# [The exercise]
Restate all of the data exactly.

▶

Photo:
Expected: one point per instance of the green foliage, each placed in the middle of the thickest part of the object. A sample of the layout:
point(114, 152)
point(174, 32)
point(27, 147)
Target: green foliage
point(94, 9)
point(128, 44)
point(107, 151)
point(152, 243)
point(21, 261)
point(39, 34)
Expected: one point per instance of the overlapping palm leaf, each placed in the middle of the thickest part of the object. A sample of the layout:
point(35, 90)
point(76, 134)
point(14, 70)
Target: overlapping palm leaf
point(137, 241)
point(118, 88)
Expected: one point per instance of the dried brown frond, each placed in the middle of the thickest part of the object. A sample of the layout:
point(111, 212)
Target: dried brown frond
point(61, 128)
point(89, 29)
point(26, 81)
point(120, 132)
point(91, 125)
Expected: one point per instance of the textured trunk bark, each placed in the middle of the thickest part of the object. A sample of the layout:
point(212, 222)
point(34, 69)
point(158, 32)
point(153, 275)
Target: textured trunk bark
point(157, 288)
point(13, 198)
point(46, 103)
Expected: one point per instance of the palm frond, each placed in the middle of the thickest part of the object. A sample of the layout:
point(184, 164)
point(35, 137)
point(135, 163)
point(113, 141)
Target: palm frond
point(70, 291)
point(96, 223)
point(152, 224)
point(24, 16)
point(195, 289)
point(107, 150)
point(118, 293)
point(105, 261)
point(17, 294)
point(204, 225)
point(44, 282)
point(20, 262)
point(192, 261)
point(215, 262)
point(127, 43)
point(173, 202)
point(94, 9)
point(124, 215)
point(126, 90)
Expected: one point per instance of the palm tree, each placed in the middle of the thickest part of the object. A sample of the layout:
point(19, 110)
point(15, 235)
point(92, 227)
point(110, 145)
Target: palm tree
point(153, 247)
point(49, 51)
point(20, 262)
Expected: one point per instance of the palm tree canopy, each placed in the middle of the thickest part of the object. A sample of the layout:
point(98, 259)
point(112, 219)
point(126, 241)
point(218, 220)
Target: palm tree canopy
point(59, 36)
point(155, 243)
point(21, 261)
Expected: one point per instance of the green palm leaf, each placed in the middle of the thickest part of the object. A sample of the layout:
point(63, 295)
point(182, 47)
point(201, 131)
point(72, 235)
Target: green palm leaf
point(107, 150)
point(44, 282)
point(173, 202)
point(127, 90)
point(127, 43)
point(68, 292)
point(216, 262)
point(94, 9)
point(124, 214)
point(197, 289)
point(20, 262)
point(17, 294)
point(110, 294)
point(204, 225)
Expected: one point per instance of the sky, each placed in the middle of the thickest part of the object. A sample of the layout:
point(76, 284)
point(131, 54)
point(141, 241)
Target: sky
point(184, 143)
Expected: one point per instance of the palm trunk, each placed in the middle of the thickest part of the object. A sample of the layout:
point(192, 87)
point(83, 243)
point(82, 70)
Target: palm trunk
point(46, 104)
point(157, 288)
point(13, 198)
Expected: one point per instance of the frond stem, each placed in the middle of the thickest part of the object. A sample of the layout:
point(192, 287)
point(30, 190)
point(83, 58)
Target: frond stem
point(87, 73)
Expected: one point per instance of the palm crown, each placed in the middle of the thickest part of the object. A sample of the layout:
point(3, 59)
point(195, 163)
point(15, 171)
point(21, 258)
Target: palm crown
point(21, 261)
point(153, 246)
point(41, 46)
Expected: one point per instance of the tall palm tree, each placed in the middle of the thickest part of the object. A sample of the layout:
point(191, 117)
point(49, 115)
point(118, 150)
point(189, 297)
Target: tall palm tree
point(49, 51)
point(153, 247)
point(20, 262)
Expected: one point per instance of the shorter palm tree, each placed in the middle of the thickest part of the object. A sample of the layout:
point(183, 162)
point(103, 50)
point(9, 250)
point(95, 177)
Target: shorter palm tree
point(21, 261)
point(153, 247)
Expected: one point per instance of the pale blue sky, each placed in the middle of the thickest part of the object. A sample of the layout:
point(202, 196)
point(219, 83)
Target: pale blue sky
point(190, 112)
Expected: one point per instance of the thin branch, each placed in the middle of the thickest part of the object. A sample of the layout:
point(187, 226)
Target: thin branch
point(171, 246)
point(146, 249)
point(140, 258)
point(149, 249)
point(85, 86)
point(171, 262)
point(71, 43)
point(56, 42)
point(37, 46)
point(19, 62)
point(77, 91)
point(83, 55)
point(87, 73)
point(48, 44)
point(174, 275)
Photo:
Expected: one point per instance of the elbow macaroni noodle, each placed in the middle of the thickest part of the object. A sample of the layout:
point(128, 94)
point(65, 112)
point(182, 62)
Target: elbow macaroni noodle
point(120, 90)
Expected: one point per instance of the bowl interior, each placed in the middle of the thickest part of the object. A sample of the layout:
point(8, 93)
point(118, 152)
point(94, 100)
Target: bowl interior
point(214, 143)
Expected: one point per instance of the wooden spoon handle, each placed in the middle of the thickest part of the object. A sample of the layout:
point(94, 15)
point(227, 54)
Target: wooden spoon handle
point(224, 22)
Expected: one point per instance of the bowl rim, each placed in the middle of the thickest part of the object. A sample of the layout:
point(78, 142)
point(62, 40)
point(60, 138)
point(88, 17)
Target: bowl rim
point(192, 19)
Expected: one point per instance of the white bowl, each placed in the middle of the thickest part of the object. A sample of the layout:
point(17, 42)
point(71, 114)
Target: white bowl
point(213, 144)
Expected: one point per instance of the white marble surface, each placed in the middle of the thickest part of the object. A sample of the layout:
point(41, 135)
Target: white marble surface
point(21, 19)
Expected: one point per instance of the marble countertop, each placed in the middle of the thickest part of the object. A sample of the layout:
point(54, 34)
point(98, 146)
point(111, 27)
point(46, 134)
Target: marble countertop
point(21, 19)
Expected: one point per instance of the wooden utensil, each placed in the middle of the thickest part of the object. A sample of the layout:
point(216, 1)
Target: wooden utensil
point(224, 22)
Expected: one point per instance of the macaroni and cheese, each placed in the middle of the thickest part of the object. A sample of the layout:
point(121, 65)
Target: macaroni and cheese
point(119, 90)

◀

# [Written answer]
Photo:
Expected: one point per instance of the green foliage, each placed in the middle of the thickest part of the object. A sample of the layout:
point(114, 152)
point(174, 32)
point(27, 147)
Target: green foliage
point(94, 9)
point(128, 44)
point(107, 151)
point(152, 243)
point(21, 261)
point(39, 34)
Expected: one point per instance of the overlapping palm leaf, each placed in the middle of the thickest part of the object. A sample of the layout:
point(35, 90)
point(76, 134)
point(14, 70)
Target: overlapping palm leaf
point(137, 241)
point(118, 88)
Expected: one point per instance of the dried brown frond, each placed in the middle of the thickest part of the object. A sample of the layout:
point(111, 212)
Target: dried brown frond
point(61, 128)
point(89, 29)
point(26, 81)
point(120, 132)
point(91, 125)
Expected: one point per instance of the textured trunk bark, each placed in the middle of the thickest part of the object. A sample of the layout:
point(212, 222)
point(34, 69)
point(158, 32)
point(153, 275)
Target: textured trunk bark
point(157, 288)
point(13, 198)
point(46, 103)
Expected: one point per instance of the palm frond, each placed in the middle of the thickest part of the object. A sample of the layout:
point(184, 164)
point(35, 137)
point(135, 163)
point(113, 141)
Target: palm frond
point(70, 291)
point(96, 223)
point(152, 224)
point(24, 16)
point(195, 289)
point(107, 150)
point(118, 293)
point(105, 261)
point(17, 294)
point(204, 225)
point(44, 282)
point(20, 262)
point(192, 261)
point(215, 262)
point(127, 43)
point(173, 202)
point(94, 9)
point(124, 215)
point(126, 90)
Expected: one point per instance of the palm tree, each placed in the middle of the thickest part of the object. A sample of the layout:
point(19, 110)
point(15, 235)
point(92, 227)
point(110, 145)
Target: palm tree
point(153, 247)
point(49, 51)
point(20, 262)
Expected: one point per instance of the palm tree canopy, each placed in the middle of the thickest part of the object. A sample of the layout:
point(98, 259)
point(112, 219)
point(126, 241)
point(218, 220)
Target: palm tree canopy
point(59, 36)
point(155, 243)
point(21, 261)
Expected: one point per instance of the green palm leaf, each placed in the middle of the thickest part of the object. A sample of the layout:
point(63, 295)
point(182, 47)
point(201, 131)
point(72, 235)
Target: green palm leaf
point(107, 150)
point(44, 282)
point(173, 202)
point(127, 90)
point(127, 43)
point(68, 292)
point(216, 262)
point(94, 9)
point(124, 214)
point(197, 289)
point(20, 262)
point(17, 294)
point(110, 294)
point(204, 225)
Expected: one point per instance of the sky, each placed in the middle of the thickest part of the object. A sample of the layout:
point(76, 284)
point(131, 54)
point(141, 241)
Target: sky
point(184, 143)
Expected: one point per instance of the palm trunk, each placed in the middle of the thickest part of the object. A sample of the layout:
point(192, 87)
point(83, 243)
point(82, 70)
Target: palm trunk
point(46, 104)
point(157, 288)
point(13, 198)
Expected: one point per instance of the frond stem, each placed in the middle of the thickest part of the object. A sample of the layout:
point(192, 287)
point(30, 190)
point(83, 58)
Target: frond stem
point(87, 73)
Expected: one point per instance of the palm crown, each placed in the middle of the thickest part of the object. A sample of the layout:
point(3, 59)
point(195, 163)
point(15, 171)
point(21, 258)
Target: palm crown
point(21, 261)
point(153, 246)
point(41, 46)
Expected: one point per instance of the tall palm tree, each placed in the middle of the thickest part of the object. A sample of the layout:
point(191, 117)
point(49, 115)
point(118, 150)
point(189, 297)
Target: tall palm tree
point(49, 51)
point(153, 247)
point(20, 262)
Expected: one point per instance of the shorter palm tree, each placed in the middle of the thickest part of the object. A sample of the layout:
point(183, 162)
point(103, 50)
point(9, 250)
point(95, 177)
Target: shorter palm tree
point(21, 261)
point(153, 247)
Expected: one point per instance of the pale blue sky, each placed in the middle of the thickest part of the object. A sample of the layout:
point(202, 196)
point(219, 83)
Target: pale blue sky
point(190, 112)
Expected: one point per instance of the thin branch, each placed in the middle of the thickest part of the object. A sample of the layout:
point(187, 226)
Target: thin branch
point(171, 246)
point(146, 249)
point(140, 258)
point(149, 249)
point(85, 86)
point(171, 262)
point(71, 43)
point(56, 42)
point(37, 46)
point(19, 62)
point(77, 91)
point(83, 55)
point(87, 73)
point(48, 44)
point(174, 275)
Photo:
Expected: one point per instance of the elbow macaroni noodle, each placed in the middle of the thickest part of the object. A sample of the layout:
point(128, 94)
point(65, 112)
point(182, 62)
Target: elbow macaroni noodle
point(120, 90)
Expected: one point per instance of the bowl interior, each placed in the middle of the thickest part of the object. A sample of the layout:
point(8, 93)
point(118, 152)
point(94, 100)
Target: bowl interior
point(214, 143)
Expected: one point per instance of the wooden spoon handle, each placed in the middle of the thickest part of the object. A sample of the layout:
point(94, 15)
point(227, 54)
Target: wooden spoon handle
point(224, 22)
Expected: one point per instance of the bowl rim, each placed in the middle of the thickest part of the object. A sample of the layout:
point(78, 142)
point(62, 40)
point(60, 138)
point(88, 17)
Target: bowl rim
point(192, 19)
Expected: one point per instance of the white bowl, each placed in the middle of the thickest part of the object. A sample of the layout:
point(17, 42)
point(71, 114)
Target: white bowl
point(213, 144)
Expected: one point per instance of the white marble surface, each placed in the middle of the thickest part of the object. A sample of the layout:
point(41, 135)
Target: white marble surface
point(21, 19)
Expected: one point per instance of the marble countertop, each placed in the middle of the thickest part of the object. A sample of the layout:
point(54, 34)
point(98, 146)
point(111, 27)
point(46, 134)
Target: marble countertop
point(21, 19)
Expected: one point per instance of the wooden utensil, each placed in the middle of the thickest part of the object. A sample of the layout:
point(216, 1)
Target: wooden utensil
point(224, 22)
Expected: one point per instance of the macaroni and cheese, each placed in the middle of the thickest part of the object. A sample of the layout:
point(121, 65)
Target: macaroni and cheese
point(119, 90)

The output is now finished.